(Entries from a point annotation set)

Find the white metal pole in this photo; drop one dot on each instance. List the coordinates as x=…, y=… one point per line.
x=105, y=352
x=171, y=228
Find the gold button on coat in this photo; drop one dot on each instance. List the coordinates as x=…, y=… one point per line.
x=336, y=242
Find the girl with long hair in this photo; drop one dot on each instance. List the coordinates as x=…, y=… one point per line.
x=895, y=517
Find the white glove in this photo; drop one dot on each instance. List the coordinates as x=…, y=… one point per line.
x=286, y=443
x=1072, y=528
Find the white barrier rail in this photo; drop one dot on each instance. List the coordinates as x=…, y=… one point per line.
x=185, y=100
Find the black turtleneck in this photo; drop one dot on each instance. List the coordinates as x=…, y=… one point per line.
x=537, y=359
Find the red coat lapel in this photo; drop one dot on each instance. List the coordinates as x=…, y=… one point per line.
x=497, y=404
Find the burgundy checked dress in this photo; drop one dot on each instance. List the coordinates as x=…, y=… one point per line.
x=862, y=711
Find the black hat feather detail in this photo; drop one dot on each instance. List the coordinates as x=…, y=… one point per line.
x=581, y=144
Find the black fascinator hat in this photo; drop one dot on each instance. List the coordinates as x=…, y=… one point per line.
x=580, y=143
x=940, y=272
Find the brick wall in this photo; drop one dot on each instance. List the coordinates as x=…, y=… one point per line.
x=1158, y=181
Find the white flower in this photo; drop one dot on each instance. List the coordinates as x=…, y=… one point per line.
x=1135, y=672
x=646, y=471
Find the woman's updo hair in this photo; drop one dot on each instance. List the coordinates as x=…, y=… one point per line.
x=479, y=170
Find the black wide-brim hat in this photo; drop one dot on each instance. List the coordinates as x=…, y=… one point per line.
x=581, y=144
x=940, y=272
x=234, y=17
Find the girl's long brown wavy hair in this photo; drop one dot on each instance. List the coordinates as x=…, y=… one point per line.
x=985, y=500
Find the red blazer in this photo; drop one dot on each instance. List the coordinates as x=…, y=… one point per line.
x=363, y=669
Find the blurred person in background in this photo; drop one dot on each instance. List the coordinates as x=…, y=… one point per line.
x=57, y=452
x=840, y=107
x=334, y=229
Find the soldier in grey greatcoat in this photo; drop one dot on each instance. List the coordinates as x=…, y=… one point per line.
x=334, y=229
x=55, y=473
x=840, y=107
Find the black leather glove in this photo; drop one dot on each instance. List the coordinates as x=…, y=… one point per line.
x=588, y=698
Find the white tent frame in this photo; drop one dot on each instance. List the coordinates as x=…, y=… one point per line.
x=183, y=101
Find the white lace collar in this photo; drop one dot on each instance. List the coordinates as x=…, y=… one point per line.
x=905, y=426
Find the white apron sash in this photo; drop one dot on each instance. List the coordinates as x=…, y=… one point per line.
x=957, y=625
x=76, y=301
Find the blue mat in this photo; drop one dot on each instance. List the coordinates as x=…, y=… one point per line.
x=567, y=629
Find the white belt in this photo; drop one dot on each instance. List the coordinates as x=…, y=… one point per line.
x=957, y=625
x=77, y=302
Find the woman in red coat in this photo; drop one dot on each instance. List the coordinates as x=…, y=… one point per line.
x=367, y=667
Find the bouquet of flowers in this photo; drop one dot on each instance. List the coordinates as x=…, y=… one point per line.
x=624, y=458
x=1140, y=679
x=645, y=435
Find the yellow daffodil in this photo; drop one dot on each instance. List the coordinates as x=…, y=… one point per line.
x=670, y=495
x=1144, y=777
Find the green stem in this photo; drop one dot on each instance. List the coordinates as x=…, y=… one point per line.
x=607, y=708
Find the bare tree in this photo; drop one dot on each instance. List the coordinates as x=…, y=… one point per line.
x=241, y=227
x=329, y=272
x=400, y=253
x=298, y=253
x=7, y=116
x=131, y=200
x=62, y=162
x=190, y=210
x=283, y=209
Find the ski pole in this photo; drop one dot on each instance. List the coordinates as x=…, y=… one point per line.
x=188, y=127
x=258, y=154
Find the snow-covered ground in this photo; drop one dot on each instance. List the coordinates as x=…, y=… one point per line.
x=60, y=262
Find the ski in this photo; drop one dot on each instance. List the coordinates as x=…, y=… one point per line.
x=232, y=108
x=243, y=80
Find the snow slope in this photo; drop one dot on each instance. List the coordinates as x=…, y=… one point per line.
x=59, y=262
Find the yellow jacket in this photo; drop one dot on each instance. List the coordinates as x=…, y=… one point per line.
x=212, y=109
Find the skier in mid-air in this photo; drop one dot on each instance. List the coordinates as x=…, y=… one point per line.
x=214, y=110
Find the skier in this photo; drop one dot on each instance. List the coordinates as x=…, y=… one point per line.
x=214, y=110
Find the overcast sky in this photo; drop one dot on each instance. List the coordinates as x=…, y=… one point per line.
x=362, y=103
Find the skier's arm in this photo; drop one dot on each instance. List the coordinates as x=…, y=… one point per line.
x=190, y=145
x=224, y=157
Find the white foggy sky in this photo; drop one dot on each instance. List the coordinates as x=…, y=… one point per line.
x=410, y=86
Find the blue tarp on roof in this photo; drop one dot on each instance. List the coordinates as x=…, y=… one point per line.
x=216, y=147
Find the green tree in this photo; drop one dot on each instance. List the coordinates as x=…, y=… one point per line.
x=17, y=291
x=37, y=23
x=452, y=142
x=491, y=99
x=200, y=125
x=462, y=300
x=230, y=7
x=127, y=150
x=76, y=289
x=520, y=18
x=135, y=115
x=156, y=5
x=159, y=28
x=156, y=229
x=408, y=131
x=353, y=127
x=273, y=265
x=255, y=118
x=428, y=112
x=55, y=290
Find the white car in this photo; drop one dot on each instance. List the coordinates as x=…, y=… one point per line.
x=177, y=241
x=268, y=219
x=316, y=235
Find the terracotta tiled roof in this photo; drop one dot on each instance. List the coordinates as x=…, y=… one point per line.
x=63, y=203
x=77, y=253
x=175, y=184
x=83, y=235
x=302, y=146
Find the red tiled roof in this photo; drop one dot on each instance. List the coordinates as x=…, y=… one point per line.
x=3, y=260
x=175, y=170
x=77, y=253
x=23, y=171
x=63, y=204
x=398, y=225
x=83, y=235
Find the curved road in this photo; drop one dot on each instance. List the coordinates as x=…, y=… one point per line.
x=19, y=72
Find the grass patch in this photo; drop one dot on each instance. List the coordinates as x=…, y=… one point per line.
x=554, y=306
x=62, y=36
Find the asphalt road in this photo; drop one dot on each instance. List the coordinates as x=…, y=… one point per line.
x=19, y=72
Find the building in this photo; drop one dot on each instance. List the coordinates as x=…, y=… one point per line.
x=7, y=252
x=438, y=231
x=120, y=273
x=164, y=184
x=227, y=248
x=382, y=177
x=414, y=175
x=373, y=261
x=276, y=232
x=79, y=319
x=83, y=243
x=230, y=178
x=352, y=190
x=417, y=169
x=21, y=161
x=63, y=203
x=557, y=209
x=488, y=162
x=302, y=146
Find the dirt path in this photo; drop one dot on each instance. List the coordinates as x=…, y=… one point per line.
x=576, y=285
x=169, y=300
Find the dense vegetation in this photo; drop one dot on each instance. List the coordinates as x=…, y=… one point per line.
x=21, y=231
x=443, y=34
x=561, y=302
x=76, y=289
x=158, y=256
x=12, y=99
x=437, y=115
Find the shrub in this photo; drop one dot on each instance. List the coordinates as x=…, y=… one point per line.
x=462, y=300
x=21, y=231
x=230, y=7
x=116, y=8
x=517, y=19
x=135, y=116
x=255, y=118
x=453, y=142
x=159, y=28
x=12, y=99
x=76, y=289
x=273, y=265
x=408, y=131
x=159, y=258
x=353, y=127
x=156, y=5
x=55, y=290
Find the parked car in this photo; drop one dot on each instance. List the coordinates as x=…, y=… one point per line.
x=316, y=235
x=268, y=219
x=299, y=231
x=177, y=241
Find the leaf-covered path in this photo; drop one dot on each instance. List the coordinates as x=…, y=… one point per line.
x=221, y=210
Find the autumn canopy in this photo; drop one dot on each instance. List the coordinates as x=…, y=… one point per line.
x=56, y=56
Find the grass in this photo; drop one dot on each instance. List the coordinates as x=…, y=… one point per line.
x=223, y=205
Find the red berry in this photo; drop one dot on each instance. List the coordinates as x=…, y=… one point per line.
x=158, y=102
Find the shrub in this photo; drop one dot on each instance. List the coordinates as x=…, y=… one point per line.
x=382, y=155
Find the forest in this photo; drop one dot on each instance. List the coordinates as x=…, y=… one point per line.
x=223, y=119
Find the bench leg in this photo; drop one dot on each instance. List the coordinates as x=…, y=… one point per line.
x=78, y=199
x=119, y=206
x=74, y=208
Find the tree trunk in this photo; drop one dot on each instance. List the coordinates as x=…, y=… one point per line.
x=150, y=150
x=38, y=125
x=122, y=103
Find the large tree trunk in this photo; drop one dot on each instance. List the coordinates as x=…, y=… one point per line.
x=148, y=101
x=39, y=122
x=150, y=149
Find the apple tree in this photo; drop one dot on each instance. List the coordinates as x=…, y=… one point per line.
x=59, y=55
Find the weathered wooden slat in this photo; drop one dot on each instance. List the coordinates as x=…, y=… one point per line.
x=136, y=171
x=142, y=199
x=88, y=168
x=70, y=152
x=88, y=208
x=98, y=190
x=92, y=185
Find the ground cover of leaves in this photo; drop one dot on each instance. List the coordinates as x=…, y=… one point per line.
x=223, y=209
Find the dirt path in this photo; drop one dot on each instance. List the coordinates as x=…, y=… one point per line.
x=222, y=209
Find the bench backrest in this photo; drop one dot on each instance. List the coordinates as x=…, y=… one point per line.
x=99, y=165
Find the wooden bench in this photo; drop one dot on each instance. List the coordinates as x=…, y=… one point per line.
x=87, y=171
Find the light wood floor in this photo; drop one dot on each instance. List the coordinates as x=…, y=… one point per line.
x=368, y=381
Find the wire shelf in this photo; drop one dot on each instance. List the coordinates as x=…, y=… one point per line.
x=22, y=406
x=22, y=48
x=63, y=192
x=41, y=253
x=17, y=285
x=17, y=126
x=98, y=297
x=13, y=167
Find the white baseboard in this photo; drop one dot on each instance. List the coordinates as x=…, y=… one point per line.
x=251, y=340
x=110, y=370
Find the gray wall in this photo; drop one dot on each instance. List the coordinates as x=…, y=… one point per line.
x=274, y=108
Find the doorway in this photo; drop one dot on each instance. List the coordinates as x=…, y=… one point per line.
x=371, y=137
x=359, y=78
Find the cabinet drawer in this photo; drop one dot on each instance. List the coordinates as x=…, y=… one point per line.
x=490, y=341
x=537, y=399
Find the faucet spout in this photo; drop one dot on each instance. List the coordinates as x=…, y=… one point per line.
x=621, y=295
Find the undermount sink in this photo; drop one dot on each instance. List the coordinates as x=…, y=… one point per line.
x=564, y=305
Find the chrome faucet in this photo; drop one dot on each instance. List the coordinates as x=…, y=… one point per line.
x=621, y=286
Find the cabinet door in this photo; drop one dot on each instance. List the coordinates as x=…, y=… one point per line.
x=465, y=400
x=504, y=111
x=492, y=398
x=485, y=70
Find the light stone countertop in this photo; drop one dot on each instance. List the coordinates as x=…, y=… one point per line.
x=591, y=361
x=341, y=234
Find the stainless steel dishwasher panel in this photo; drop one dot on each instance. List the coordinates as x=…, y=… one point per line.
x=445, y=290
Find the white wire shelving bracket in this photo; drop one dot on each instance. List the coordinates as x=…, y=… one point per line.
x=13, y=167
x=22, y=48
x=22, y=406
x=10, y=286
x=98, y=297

_What to work on_:
Print the lines of the records again verbatim, starting with the line containing "Find the white apron" and going on through the line containing "x=367, y=667", both included.

_Final result_:
Find the white apron sash in this photo; drop one dot on each instance. List the coordinates as x=…, y=… one point per line.
x=957, y=625
x=76, y=301
Find the blue mat in this photo; drop one dot on each instance. List the coordinates as x=…, y=… one point per line.
x=567, y=629
Find the white belt in this photo; drop one dot on each instance. List the coordinates as x=…, y=… one point per line.
x=957, y=625
x=77, y=302
Find the woman in red coat in this photo; drop one dot on each instance. List the coordinates as x=…, y=… one point per line.
x=367, y=667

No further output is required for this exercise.